(Beginning of THE DATA)

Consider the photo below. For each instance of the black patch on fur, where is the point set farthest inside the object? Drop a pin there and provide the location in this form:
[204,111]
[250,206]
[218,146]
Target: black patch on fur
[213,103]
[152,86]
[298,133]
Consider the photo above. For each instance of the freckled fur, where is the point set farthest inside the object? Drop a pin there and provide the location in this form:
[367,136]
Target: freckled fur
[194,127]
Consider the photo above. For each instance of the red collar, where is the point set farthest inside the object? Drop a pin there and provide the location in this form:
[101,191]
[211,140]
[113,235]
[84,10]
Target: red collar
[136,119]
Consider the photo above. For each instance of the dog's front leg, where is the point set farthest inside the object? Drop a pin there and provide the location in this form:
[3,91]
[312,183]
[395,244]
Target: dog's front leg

(End of THE DATA)

**TRY IT**: Look for "front" in each line of the material, then copy the lines where it is found.

**TASK OUTPUT**:
Consider the photo above. For each instance of the dog's front leg, where is the point set farthest inside the object? Drop a pin there and provide the location in this form:
Target: dog's front leg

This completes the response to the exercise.